Extract provided
Tax Notes logo

Rev. Rul. 83-107


Rev. Rul. 83-107; 1983-2 C.B. 159

DATED
DOCUMENT ATTRIBUTES
  • Cross-Reference

    26 CFR 20.20.56(b) 1: Marital deduction; limitation in case of life

    estate or other "terminable interest. "

  • Code Sections
  • Language
    English
  • Tax Analysts Electronic Citation
    not available
Citations: Rev. Rul. 83-107; 1983-2 C.B. 159
Rev. Rul. 83-107

ISSUE

Can an estate deduct under section 2056 of the Internal Revenue Code an amount paid to the decedent's spouse pursuant to a negotiated settlement of the spouse's dower claim?

FACTS

D, a resident of State X, died in 1981, survived by A, D's spouse, to whom D bequeathed 10x dollars. Under the law of State X, A elected, in lieu of the 10x dollars, to receive a dower interest in the form of a life estate in one-third of the decedent's real property. A had the right, under the laws of State X, to petition a state court for commutation of the lower interest if D's executor could not conveniently "lay off and assign" A's dower interest in kind.

Dataset entries
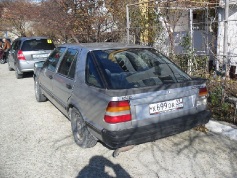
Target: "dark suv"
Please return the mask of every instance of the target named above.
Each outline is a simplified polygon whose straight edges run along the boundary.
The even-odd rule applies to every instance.
[[[3,40],[2,40],[3,38],[0,38],[0,42],[2,42],[3,43]],[[12,42],[12,40],[10,39],[10,38],[6,38],[10,43]]]
[[[20,37],[13,41],[8,55],[8,68],[14,69],[16,78],[22,78],[24,72],[32,72],[34,63],[45,61],[55,48],[47,37]]]

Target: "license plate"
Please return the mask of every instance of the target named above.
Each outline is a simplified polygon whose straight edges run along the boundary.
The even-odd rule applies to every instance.
[[[34,54],[33,58],[47,58],[48,54]]]
[[[175,99],[175,100],[150,104],[149,105],[149,112],[150,112],[150,114],[158,114],[161,112],[182,109],[183,107],[184,107],[183,99],[179,98],[179,99]]]

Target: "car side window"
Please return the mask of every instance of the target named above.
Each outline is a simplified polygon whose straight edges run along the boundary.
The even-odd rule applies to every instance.
[[[78,51],[76,49],[68,49],[63,56],[62,62],[59,66],[58,73],[69,78],[74,78],[76,69]]]
[[[56,48],[49,56],[47,61],[45,61],[44,67],[48,70],[55,71],[56,66],[59,62],[60,57],[63,55],[64,51],[66,50],[65,47]]]
[[[88,54],[86,61],[86,82],[90,85],[102,88],[100,76],[90,53]]]

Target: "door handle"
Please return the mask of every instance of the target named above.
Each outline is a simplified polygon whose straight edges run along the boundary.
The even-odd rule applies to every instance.
[[[72,89],[72,85],[70,85],[70,84],[66,84],[66,87],[67,87],[68,89]]]

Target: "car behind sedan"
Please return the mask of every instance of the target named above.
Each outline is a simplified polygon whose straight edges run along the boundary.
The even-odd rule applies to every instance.
[[[206,80],[191,78],[150,47],[64,44],[35,63],[35,96],[71,121],[84,148],[122,149],[209,121]]]
[[[20,79],[25,72],[33,72],[34,63],[45,61],[54,48],[52,40],[46,37],[17,38],[9,51],[8,69],[14,69]]]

Stated task A
In the revenue ruling on the dower settlement, in what year did D die?
Stated task B
Using the revenue ruling, explain in one to three sentences why A ended up with a dower interest rather than the 10x dollars that D bequeathed.
Stated task C
Please carry the revenue ruling forward from its last sentence, continuing the statement of facts.
The entries play no part in what follows and can be left aside.

Written response A
D died in 1981.

Written response B
Under the law of State X, A elected to receive a dower interest in place of the 10x dollars. That interest took the form of a life estate in one-third of the decedent's real property.

Written response C
D's executor could not conveniently "lay off and assign" the dower interest. After bona fide negotiations a settlement agreement was reached pursuant to which A was paid a lump sum in lieu of the dower interest. No judicial proceedings were initiated by A. The lump sum did not exceed the amount A would have received had A pursued commutation through a court proceeding.

LAW AND ANALYSIS

Section 2056(a) of the Code provides that the value of the taxable estate shall be determined by deducting from the value of the gross estate an amount equal to the value of any interest in property which passes or passed from the decedent to the surviving spouse, but only to the extant such interest is included in determining the value of the gross estate.

Section 20.2056(e)-2(d)(2) of the Estate Tax Regulations provides that if, as a result of a controversy involving the decedent's will, or involving any bequest or devise thereunder, a property interest is assigned or surrendered to the surviving spouse, the interest so acquired will be regarded as having passed from the decedent to the surviving spouse only if the assignment or surrender was a bona fide recognition of enforceable rights of the surviving spouse in the decedent's estate. Such a bona fide recognition will be presumed where the assignment or surrender was pursuant to a decision of a local court upon the merits in an adversary proceeding following a genuine and active contest. However, such a decree will be accepted only to the extent that the court passed upon the facts upon which deductibility of the property interests depends. If the assignment or surrender of the property interest as pursuant to a decree rendered by consent, or pursuant to an agreement not to contest the will or not to probate the will, it will not necessarily be accepted as a bona fide evaluation of the rights of the spouse.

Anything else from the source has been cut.